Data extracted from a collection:
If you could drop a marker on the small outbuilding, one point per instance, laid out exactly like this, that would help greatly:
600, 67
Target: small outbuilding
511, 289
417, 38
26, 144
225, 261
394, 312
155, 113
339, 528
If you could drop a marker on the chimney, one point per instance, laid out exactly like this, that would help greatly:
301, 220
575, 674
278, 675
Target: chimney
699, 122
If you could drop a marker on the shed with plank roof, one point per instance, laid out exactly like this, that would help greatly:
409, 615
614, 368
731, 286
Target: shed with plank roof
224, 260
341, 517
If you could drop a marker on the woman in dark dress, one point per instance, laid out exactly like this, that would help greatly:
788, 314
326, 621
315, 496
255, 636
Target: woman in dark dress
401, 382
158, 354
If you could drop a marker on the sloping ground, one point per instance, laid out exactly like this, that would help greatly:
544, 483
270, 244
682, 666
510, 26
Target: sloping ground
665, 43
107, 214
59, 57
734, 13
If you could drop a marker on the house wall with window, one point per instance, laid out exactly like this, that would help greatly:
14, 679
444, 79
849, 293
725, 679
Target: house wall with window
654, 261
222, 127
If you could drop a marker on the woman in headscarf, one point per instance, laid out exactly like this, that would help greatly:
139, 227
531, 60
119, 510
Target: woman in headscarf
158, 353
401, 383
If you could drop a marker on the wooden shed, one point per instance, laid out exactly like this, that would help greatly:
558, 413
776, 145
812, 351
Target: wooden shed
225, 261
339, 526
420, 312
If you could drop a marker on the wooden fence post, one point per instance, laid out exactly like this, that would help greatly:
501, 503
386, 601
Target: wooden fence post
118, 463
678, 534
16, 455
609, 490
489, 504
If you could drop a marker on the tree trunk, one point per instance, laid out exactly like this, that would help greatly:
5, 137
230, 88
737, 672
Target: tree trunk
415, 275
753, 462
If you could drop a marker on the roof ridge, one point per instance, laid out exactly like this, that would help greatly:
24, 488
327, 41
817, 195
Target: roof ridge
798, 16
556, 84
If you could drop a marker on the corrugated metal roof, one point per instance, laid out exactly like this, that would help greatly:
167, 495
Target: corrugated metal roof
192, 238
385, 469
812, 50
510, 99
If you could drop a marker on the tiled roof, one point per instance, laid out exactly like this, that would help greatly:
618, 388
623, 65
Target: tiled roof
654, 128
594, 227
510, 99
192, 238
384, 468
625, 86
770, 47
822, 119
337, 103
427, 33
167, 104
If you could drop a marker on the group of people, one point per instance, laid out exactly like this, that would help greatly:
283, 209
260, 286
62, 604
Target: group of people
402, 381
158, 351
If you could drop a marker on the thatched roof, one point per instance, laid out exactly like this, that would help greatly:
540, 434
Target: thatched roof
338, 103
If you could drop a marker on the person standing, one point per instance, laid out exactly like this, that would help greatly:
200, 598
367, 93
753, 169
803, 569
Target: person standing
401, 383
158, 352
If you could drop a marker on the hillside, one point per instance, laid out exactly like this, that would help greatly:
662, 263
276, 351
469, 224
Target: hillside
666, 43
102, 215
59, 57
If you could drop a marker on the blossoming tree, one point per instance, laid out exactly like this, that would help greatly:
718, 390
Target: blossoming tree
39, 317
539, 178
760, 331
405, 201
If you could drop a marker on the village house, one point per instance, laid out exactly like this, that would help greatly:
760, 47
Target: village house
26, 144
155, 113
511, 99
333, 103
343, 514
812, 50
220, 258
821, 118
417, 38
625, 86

Task objective. The whole set of records needs to be written out exactly.

Task output.
If you could drop a marker on the small outbuilding, one point per instance, laid out exactly like this, that would help greatly:
600, 67
Target: small outbuilding
511, 289
417, 38
26, 144
225, 261
394, 312
155, 113
339, 528
If you could drop a marker on the chimney, one point per instance, laid out exactly like this, that would help greatly:
301, 220
575, 674
278, 675
Target: chimney
699, 122
If you could drop a marker on the shed with plank roof, one point per instance, laid out exactly like this, that would help greatly:
409, 615
614, 368
731, 286
Target: shed with plank roof
224, 260
341, 517
If you could drop a marker on the woman in dark dress, one point per instance, laid out exactly like this, that would help greatly:
788, 314
326, 621
315, 496
255, 636
Target: woman in dark dress
401, 382
158, 354
If you could drop a marker on the sloping ground, one point per instance, laid out exactly like this, that would help greatly:
544, 483
270, 244
682, 666
510, 26
Target: sloping ground
665, 43
107, 214
59, 57
734, 13
If you could drop a marker on the house wall with window, one point per instance, laid out exactly like this, that would help greatly:
14, 679
444, 79
849, 293
725, 679
Target: house wall with window
654, 261
222, 127
If you could drop a marker on the woman in headscarf, one point per instance, laid out exactly like this, that would help greatly:
139, 227
531, 60
119, 510
Target: woman in headscarf
158, 353
401, 383
If you could drop a marker on the wooden shed, one point per instance, laid out exactly like this, that would help greatly:
558, 413
776, 145
812, 351
Target: wooden shed
225, 261
339, 526
420, 312
If you could drop a marker on the wooden fence post, one point per instance, laid out exactly like this, that would help greatly:
501, 503
386, 601
Target: wooden fence post
118, 463
678, 534
16, 455
609, 490
489, 504
If you could drop a marker on the tree trunk, one point per instance, laid out exactly like this, that would help greatly:
5, 137
230, 88
737, 672
Target: tree trunk
415, 275
753, 462
If you could drop a marker on the roof ridge, one point per instance, laid out exactly like this, that would help greatly:
24, 488
327, 41
817, 195
Target: roof ridge
798, 16
556, 84
If you could drop a marker on the corrugated metal roof, one point per instance, laid out exactly like this, that would help greatly:
167, 495
Target: corrugated metal roof
192, 238
385, 469
812, 50
510, 99
If you could drop a marker on the tiled roof, one point per instance, laid out exactly like this, that would help greatly:
618, 388
623, 65
Target: tiled roof
654, 128
594, 227
510, 99
192, 238
384, 468
625, 86
770, 47
822, 119
337, 103
427, 33
167, 104
If you could drop a marker on the group of people, one point per instance, laid out exactly like this, that would help greatly:
283, 209
260, 286
62, 604
Target: group of people
402, 381
158, 351
If you could drop a marker on the thatched roof, one point per instance, laid out exactly like this, that would help greatly:
540, 434
Target: thatched roof
338, 103
If you could drop a marker on the person standing, one point per instance, laid out exactly like this, that would help greatly:
200, 598
367, 93
753, 169
803, 569
Target: person standing
401, 383
158, 352
If you could drop a marker on the hillside, one point per instance, laid out exactly like this, that would help greatly:
662, 263
276, 351
469, 224
Target: hillside
666, 43
102, 215
59, 57
If you could drop a marker on the blossoming tree, one point per instance, laid out exactly like this, that would help greatly:
718, 390
Target: blossoming tree
39, 317
539, 178
760, 331
405, 201
If you could drop a marker on the village house, one point per instance, laid out exactly like this, that would help greatly:
760, 47
Target: village house
26, 144
155, 113
511, 99
333, 103
343, 514
812, 50
220, 258
821, 118
417, 38
625, 86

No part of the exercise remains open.